## Begin Supplied records

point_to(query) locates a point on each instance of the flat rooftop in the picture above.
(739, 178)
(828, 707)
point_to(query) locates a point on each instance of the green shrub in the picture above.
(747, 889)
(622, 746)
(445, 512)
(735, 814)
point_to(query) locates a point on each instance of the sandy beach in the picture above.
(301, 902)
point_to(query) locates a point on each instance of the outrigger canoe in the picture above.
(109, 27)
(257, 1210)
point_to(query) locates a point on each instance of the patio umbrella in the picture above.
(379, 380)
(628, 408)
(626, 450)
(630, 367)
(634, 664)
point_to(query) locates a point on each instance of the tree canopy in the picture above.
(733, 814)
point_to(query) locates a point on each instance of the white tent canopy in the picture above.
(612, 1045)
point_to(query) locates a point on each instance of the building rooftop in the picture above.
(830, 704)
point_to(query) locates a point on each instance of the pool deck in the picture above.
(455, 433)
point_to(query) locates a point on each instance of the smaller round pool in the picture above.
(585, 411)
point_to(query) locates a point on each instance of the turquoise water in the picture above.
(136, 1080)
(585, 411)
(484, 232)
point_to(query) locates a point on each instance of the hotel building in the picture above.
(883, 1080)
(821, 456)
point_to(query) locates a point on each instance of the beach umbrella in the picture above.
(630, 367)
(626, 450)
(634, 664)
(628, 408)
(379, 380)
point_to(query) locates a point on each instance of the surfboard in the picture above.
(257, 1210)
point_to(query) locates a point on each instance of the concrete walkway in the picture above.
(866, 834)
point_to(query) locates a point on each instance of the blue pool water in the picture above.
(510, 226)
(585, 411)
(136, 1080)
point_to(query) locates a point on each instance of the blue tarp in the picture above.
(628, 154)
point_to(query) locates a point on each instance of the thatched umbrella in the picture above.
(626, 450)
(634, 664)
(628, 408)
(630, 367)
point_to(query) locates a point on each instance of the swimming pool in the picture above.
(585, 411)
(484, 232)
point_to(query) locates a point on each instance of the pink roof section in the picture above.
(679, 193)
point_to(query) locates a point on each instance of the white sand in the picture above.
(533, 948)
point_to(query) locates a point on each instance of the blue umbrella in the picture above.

## End Supplied records

• What you should do: Update the records above: replace "locates" with "marks" wherever it appears, and reproduce every line otherwise unchanged.

• Exercise output:
point_to(query) marks a point on each instance of the flat rooftop in the picture above.
(739, 178)
(828, 707)
point_to(query) marks a point on each instance of the green shrub in the picture above.
(747, 889)
(622, 746)
(445, 512)
(735, 814)
point_to(query) marks a point on each instance of the sandy beach in the picture above.
(301, 902)
point_to(query) marks a point on each instance of the outrigger canoe in the picture above.
(109, 27)
(257, 1210)
point_to(query) marks a point on each instance of the patio umbrella in the picture above.
(379, 380)
(628, 408)
(626, 450)
(630, 367)
(634, 664)
point_to(query) marks a point on each instance of the tree canopy in the picture above.
(733, 814)
point_to(query) marks a point on each instance of the white tent canopy in the picture above.
(612, 1045)
point_to(query) marks a point on each instance of the building rooftop in the picture above.
(830, 704)
point_to(query) marks a point on each instance of the pool deck in the picture above.
(455, 433)
point_to(query) marks a point on each instance of the smaller round pool in the picture above.
(585, 411)
point_to(query) marks a point on each instance of the turquoise water in the picture above.
(136, 1080)
(585, 411)
(484, 232)
point_to(query) marks a point on each instance of the hotel building in the picture above.
(883, 1080)
(821, 456)
point_to(query) marks a point on each instance of the beach umbrella in the picture above.
(630, 367)
(626, 450)
(634, 664)
(628, 408)
(379, 380)
point_to(query) marks a point on each instance of the surfboard in the picture above.
(257, 1210)
point_to(query) marks a point on each instance of the concrete walkway in the picture above.
(866, 834)
point_to(query) marks a point on each instance of the blue pool water in the picture above.
(510, 226)
(585, 411)
(136, 1080)
point_to(query) marks a point on each instance of the blue tarp in the picture above.
(628, 154)
point_to(query) marks a point on each instance of the thatched umbrella in the picture above.
(626, 450)
(634, 664)
(628, 408)
(630, 367)
point_to(query) marks a point on each instance of the swimming pool in the picture above.
(585, 411)
(484, 232)
point_to(query) marks a point on each instance of the pink roof section in the picture above.
(679, 193)
point_to(query) marks a point on each instance of the white sand in the picture above.
(533, 948)
point_to(query) marks a point on each instance of the blue umbrella in the picture above.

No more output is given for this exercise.